**Problem to work on:** Reproduce every item below verbatim, leaving out the pictures.

━━━

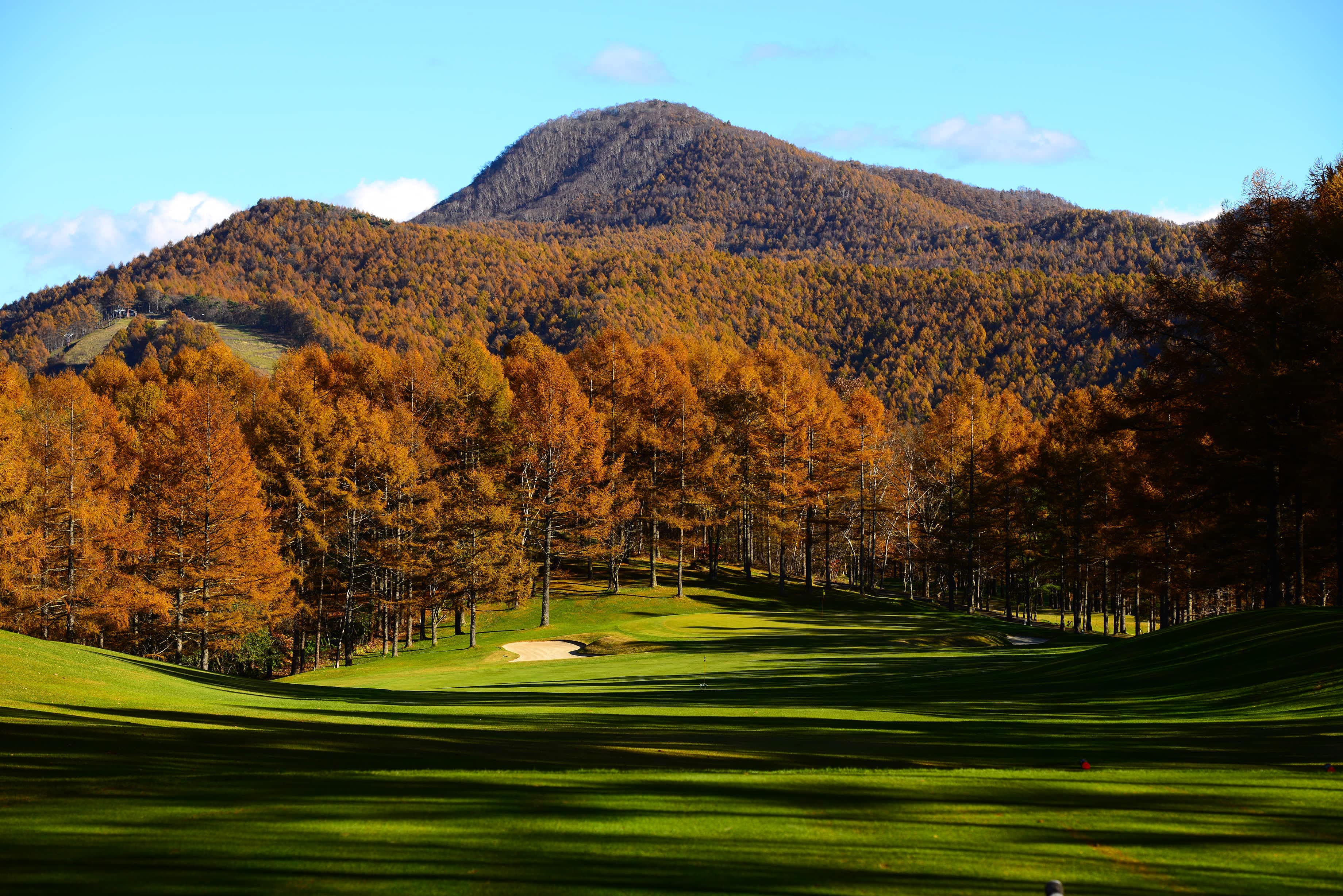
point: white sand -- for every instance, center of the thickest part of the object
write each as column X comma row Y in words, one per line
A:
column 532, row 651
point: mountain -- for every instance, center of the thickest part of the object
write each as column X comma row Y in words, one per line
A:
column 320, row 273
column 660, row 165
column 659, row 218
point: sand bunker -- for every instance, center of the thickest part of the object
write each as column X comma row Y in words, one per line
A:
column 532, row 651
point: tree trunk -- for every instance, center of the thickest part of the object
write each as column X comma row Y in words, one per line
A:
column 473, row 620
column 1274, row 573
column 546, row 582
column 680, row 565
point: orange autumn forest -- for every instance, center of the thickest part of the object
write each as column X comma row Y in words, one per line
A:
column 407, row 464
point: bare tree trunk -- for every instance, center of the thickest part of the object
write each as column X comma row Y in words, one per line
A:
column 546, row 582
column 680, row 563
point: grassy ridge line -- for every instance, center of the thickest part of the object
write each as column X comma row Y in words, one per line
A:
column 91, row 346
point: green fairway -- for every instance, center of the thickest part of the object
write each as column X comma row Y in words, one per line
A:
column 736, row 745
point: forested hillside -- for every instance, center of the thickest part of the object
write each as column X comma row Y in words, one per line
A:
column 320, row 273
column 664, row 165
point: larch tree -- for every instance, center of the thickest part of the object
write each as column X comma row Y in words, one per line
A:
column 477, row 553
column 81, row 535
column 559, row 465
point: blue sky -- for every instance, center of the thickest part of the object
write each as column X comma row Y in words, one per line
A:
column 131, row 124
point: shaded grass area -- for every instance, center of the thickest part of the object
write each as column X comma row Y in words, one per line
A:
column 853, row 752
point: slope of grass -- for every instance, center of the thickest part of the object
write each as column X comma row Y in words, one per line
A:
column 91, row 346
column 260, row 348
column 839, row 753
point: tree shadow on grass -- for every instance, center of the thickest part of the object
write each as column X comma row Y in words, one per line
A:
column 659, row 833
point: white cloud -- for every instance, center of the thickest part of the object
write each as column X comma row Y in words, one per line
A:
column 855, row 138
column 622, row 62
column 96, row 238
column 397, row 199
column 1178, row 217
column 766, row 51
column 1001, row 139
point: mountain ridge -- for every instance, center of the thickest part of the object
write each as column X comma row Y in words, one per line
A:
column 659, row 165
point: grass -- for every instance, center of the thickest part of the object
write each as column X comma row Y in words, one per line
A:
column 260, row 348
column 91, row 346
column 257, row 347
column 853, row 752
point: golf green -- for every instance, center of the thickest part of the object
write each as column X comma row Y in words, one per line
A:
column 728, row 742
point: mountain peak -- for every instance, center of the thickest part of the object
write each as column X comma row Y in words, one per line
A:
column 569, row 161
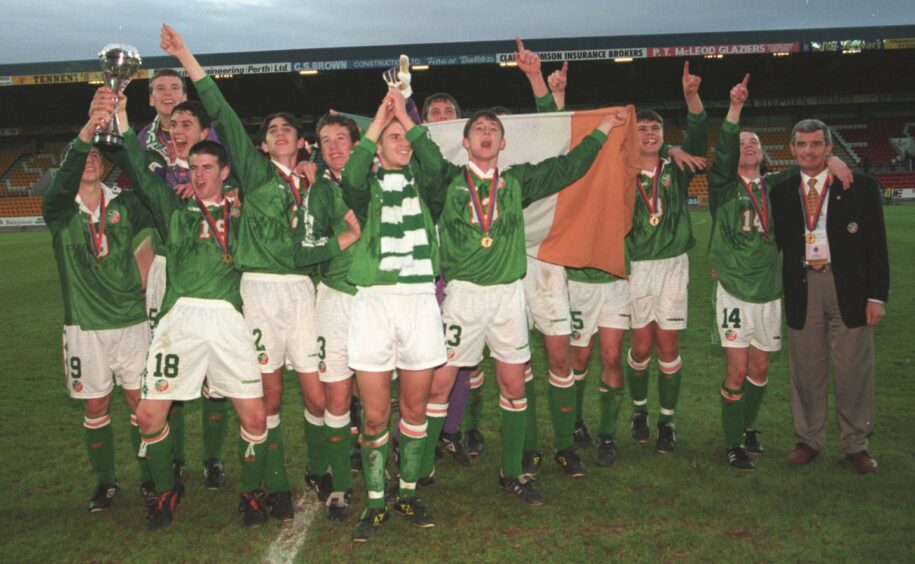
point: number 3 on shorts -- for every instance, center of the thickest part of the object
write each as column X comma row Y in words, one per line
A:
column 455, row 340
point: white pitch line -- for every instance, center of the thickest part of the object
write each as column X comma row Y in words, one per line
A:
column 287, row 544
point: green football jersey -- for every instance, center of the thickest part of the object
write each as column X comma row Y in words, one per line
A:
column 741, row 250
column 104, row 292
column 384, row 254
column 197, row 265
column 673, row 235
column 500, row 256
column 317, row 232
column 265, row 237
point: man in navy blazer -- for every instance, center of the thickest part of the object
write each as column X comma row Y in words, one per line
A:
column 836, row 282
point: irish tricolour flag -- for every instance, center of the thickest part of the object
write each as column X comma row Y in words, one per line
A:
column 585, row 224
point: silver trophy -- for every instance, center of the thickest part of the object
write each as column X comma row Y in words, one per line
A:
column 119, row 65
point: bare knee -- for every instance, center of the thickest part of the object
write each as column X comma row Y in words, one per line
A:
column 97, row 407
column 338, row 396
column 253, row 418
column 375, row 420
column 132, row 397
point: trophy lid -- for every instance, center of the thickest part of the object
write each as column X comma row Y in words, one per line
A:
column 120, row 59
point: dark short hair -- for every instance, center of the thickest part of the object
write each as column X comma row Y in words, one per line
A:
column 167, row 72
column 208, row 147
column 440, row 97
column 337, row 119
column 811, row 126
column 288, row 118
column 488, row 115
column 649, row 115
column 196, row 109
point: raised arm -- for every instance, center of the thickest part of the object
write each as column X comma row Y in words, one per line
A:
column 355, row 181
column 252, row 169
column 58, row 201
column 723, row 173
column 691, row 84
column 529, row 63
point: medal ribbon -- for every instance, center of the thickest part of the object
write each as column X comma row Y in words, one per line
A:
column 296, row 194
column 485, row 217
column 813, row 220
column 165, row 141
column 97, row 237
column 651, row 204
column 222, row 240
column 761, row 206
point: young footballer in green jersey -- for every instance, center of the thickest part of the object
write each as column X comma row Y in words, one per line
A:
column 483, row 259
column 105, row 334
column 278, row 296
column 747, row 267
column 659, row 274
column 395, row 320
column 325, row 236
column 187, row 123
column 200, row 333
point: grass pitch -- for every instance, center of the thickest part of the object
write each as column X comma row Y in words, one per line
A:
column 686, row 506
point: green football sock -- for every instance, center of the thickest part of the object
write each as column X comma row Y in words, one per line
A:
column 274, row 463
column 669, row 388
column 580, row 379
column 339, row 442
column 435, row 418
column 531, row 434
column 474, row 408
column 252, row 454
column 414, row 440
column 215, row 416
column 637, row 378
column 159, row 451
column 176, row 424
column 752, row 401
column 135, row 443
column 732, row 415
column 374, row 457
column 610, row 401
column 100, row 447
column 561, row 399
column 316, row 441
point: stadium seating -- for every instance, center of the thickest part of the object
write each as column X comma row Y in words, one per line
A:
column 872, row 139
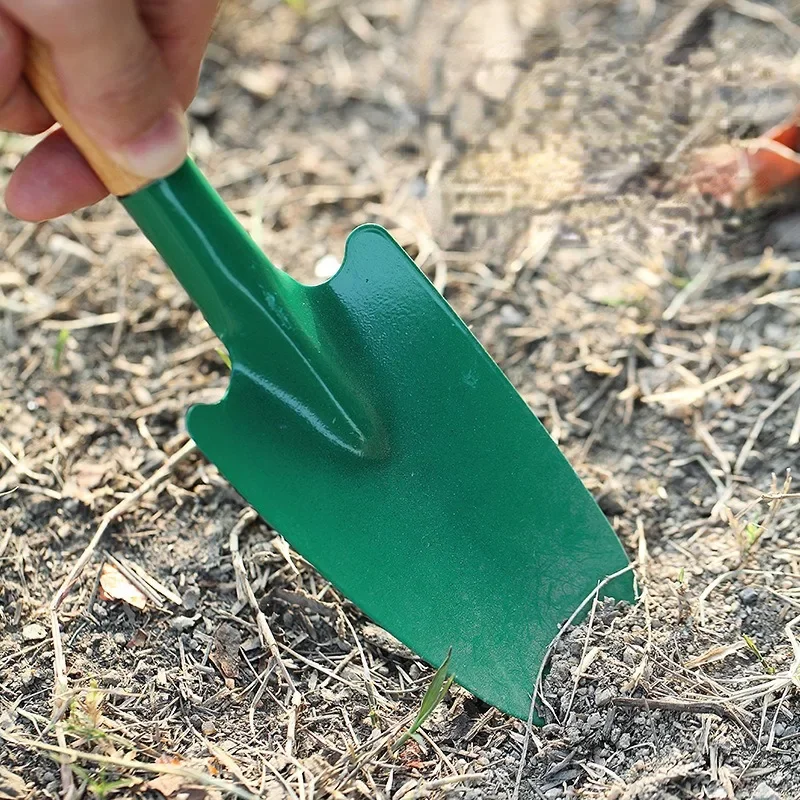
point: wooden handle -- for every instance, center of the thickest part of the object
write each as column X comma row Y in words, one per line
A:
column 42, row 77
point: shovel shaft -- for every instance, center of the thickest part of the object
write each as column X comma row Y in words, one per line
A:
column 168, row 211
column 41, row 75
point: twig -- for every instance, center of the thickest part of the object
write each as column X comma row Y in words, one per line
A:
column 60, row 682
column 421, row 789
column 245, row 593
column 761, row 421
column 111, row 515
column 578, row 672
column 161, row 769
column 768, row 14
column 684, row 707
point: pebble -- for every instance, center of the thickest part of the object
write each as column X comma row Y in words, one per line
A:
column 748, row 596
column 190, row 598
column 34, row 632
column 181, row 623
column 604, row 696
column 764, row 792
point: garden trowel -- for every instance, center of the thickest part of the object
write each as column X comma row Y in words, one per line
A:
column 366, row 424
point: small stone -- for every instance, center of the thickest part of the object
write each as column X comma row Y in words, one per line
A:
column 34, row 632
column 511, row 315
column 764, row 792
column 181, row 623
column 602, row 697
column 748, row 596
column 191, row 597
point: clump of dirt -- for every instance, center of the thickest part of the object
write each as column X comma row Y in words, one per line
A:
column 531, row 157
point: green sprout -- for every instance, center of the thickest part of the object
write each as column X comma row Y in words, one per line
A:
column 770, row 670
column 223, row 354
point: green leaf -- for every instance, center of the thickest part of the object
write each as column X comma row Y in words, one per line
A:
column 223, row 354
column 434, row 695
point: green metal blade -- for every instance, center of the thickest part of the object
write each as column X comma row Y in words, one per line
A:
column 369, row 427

━━━

**The answer:**
point: white sand -- for every instance, center of the thickest part of the object
write each as column X comma row Y in words, one per line
A:
column 532, row 651
point: mountain -- for every instance, center of the thickest part of the object
write each as column X comma row Y in words, one per line
A:
column 320, row 273
column 660, row 165
column 659, row 218
point: sand bunker -- for every instance, center of the thickest part of the object
write each as column X comma row Y in words, one per line
A:
column 532, row 651
point: tree trunk -- for every instance, center of the thickest part of the object
write each as column X comma row Y in words, one per line
A:
column 473, row 620
column 1274, row 573
column 546, row 582
column 680, row 565
point: orange autumn forest -- for every instance, center of the thickest part of the object
write each as column X comma row Y in words, one per line
A:
column 407, row 464
point: bare tree trunk -- for every instance, center of the thickest part of the object
write each as column X comma row Y in words, one per line
A:
column 546, row 582
column 680, row 563
point: grassy ridge line -- for every instance, center of the thickest part of the object
write each as column X comma row Y in words, one per line
A:
column 91, row 346
point: green fairway -- for every instance, center of the thickest part of the object
write each as column X comma row Y in words, one per line
A:
column 736, row 745
point: forested hillside -- for every instance, center of the thickest part of the object
write each as column X comma row Y in words, one per line
A:
column 320, row 273
column 664, row 165
point: larch tree -- for every instance, center of the thickest part of the object
write each as column X comma row Y in words, one per line
A:
column 477, row 553
column 81, row 535
column 559, row 465
point: blue sky -- for every instance, center of the thickest part of the object
write each as column X comma row Y in words, one per line
A:
column 131, row 124
point: shaded grass area -- for every instance, center of the thickest part of the object
write each as column X comma row Y in words, one per line
A:
column 853, row 752
point: slope of grass -- for every instance, center of the thickest part of the object
write each as column X comma row Y in words, one per line
A:
column 91, row 346
column 260, row 348
column 839, row 753
point: tree shadow on grass -- for every instance, center of the thickest part of the object
write each as column X comma row Y in words, one per line
A:
column 659, row 833
point: white cloud -- for every instance, center of the thickest part of the object
write each as column X comma row Y in words, one per line
A:
column 855, row 138
column 622, row 62
column 96, row 238
column 397, row 199
column 1178, row 217
column 766, row 51
column 1001, row 139
point: mountain ridge -- for every instance, center of the thickest part of the object
write each as column X comma row Y in words, one per line
A:
column 659, row 165
point: grass -- for every instance, center of the thickest part of the object
write each as column X comma row Y in words, one per line
A:
column 260, row 348
column 91, row 346
column 257, row 347
column 853, row 752
point: golf green -- for every instance, center of the thickest part of the object
write each as column X comma row Y in words, one per line
A:
column 728, row 742
point: mountain peak -- for every instance, center of the thickest part of the object
write each as column X comma row Y in words, one per line
A:
column 569, row 161
point: number 3 on shorts -- for every instance, center of the thickest part of the object
write each as column X comma row Y in words, one per line
A:
column 455, row 340
point: white pitch line -- for every instance, center of the thickest part of the object
write each as column X comma row Y in words, one per line
A:
column 287, row 544
point: green football jersey -- for every instance, center of the thickest part of the object
write each as column X comma row Y in words, one per line
A:
column 741, row 250
column 104, row 292
column 384, row 254
column 197, row 265
column 673, row 235
column 500, row 256
column 317, row 232
column 265, row 237
point: man in navy blazer -- for every instance, center of the thickest part of the object
write each as column X comma row Y in words, one per line
A:
column 836, row 282
point: irish tricolour flag -- for every instance, center of the thickest part of the object
write each as column X comma row Y in words, one per line
A:
column 585, row 224
point: silver trophy -- for every instance, center of the thickest part of the object
write each as column X comma row Y in words, one per line
A:
column 119, row 65
point: bare knee -- for every instance, center of the thickest part of the object
write each as column X comma row Y in words, one per line
A:
column 97, row 407
column 338, row 396
column 253, row 418
column 375, row 420
column 132, row 397
point: trophy lid -- for every instance, center of the thickest part of the object
write each as column X comma row Y in words, one per line
A:
column 120, row 59
point: dark short hair -- for every instance, center of the thickest part of the object
write each as column X comma row Y in words, one per line
A:
column 167, row 72
column 208, row 147
column 440, row 97
column 337, row 119
column 811, row 126
column 288, row 118
column 488, row 115
column 649, row 115
column 196, row 109
point: raised arm -- for every instance, center of the thickest part of the object
write each as column X comma row Y in words, one per line
A:
column 355, row 181
column 252, row 169
column 58, row 201
column 723, row 173
column 691, row 84
column 529, row 63
point: medal ribbon -- for every instance, center of the thickest part of the object
write each as column X comma row Y in words, one per line
A:
column 296, row 194
column 485, row 217
column 813, row 220
column 165, row 141
column 97, row 237
column 651, row 204
column 222, row 240
column 761, row 206
point: young footballer in green jersey -- for every instance, center of the thickest part of the object
write each as column X comma row Y in words, one per line
A:
column 483, row 259
column 105, row 334
column 278, row 296
column 747, row 267
column 659, row 274
column 395, row 320
column 325, row 236
column 187, row 123
column 200, row 333
point: grass pitch -- for every instance, center of the thickest part of the object
write each as column X comma row Y in words, one per line
A:
column 686, row 506
point: green football sock -- for every instance, center of the thickest part of the object
write each as column X comma row Y in words, one per line
A:
column 274, row 463
column 669, row 388
column 580, row 379
column 339, row 442
column 435, row 418
column 531, row 434
column 474, row 408
column 252, row 454
column 414, row 440
column 215, row 416
column 637, row 378
column 159, row 451
column 176, row 424
column 752, row 401
column 135, row 443
column 732, row 415
column 374, row 457
column 610, row 401
column 100, row 447
column 561, row 399
column 316, row 441
point: stadium seating -- for every instance, center of the thickest part of the object
write each as column X comma row Y in words, one per line
A:
column 872, row 139
point: wooden handle -- for every instance, center of the thickest part of the object
write each as column X comma row Y in words, one per line
A:
column 42, row 77
point: shovel shaft -- for every instance, center of the thickest part of the object
write each as column X comma row Y in words, one per line
A:
column 168, row 211
column 41, row 75
point: twig -- for every instance, center of the thickest part of the object
write each as column X comma row Y in words, one per line
A:
column 60, row 682
column 421, row 789
column 245, row 593
column 761, row 421
column 111, row 515
column 578, row 672
column 161, row 769
column 768, row 14
column 684, row 707
point: pebble -- for every instance, center of the thickest part of the object
write each as column X comma row Y in words, one per line
A:
column 748, row 596
column 190, row 598
column 34, row 632
column 181, row 623
column 604, row 696
column 764, row 792
point: garden trowel -- for every instance, center of the thickest part of the object
write each as column X comma row Y in words, one per line
A:
column 366, row 424
point: small stone -- for every instance, center of the thickest part of the object
write each as column X comma row Y in words, one per line
A:
column 34, row 632
column 511, row 315
column 764, row 792
column 181, row 623
column 602, row 697
column 748, row 596
column 191, row 597
point: clump of dirt -- for every instance, center of the thickest part of the object
write each as column X comma row Y in words, one per line
A:
column 531, row 157
point: green sprout -- for every instance, center of the thickest part of the object
write each as column X comma row Y in words, one per line
A:
column 770, row 670
column 223, row 354
point: green leaf -- for every instance, center of the thickest part of the object
write each as column X comma row Y in words, one per line
A:
column 223, row 354
column 434, row 695
point: green metal blade -- for every instance, center of the thickest part of the object
write each as column X comma row Y in words, one per line
A:
column 369, row 427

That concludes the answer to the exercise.